Goal: Retype all of the data below line for line, keeping every word, number, and punctuation mark unchanged.

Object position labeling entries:

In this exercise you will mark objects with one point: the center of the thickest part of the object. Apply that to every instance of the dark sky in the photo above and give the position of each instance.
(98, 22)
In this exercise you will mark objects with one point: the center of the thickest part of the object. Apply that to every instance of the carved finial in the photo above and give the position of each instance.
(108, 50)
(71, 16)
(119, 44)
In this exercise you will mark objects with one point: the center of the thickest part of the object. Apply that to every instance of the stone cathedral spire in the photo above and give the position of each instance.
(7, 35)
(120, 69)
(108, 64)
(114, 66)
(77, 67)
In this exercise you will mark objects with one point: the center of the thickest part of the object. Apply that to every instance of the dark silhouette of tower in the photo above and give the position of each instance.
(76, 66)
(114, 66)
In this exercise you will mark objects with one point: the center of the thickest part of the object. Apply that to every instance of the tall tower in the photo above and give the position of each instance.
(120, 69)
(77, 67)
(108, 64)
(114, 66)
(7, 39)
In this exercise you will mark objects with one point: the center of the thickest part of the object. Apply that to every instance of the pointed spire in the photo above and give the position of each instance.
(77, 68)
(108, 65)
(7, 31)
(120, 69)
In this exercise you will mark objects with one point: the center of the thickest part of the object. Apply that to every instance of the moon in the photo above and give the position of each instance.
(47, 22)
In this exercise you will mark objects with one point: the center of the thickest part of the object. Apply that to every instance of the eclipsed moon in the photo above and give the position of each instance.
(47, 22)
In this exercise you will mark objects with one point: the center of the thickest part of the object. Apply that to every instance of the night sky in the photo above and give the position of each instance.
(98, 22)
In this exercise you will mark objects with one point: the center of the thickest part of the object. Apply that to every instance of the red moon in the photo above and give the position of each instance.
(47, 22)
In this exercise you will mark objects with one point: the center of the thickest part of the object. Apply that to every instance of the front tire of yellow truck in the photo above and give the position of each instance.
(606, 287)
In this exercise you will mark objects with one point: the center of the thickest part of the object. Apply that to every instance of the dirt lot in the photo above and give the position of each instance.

The response:
In this exercise you will mark objects with one point: the center of the thickest part of the object. Apply that to every instance of the dark sky in the photo above and give the position of each instance.
(98, 22)
In this exercise you will mark objects with one point: the center of the thickest part of the object. Apply that to every instance of the carved finial in the photo above and give the position of each instance.
(108, 50)
(71, 16)
(119, 44)
In this exercise you will mark objects with one point: the center of the thickest part of the object. Apply that to every instance of the stone cathedral spire in the photo above and give the position of each instance.
(7, 35)
(120, 69)
(108, 64)
(114, 66)
(77, 67)
In this exercise you will mark objects with one point: the center of the thickest part of the object. Apply that to every instance of the dark silhouette of tower in the photo above and give the position of each instance.
(76, 66)
(114, 66)
In this exercise you will mark objects with one point: the center of the thickest part of the object. Apply that to every instance of the tall tower in the photo above and give the position of each instance.
(120, 69)
(77, 67)
(108, 64)
(114, 66)
(7, 39)
In this exercise you will mark objects with one point: the center of the thickest part of the object. Apply that to every instance of the pointed spire in the photo above and give the position of each instance.
(77, 68)
(108, 65)
(7, 31)
(120, 69)
In this exercise you will mark objects with one point: the center of the thickest part of the object. Apply that to every instance of the moon in the photo above and give the position of each instance.
(47, 22)
In this exercise you will mark objects with one point: the center of the thickest part of the object. Apply that to every instance of the eclipsed moon in the photo above and give the position of each instance.
(47, 22)
In this exercise you will mark objects with one point: the center of the thickest part of the object. Apply that to every instance of the night sky in the photo above and give the position of each instance.
(98, 22)
In this exercise you will mark objects with one point: the center of the thickest part of the object. Apply that to every instance of the red moon in the photo above and give the position of each instance.
(47, 22)
In this exercise you will mark objects with one point: the center of the thickest part of the object. Apply that to every instance of the front tire of yellow truck in the photo above and give the position of each instance.
(606, 287)
In this exercise you will mark objects with one point: the center of the thickest part of the object. Apply that to every instance of the dirt lot in the photo above and give the position of each instance.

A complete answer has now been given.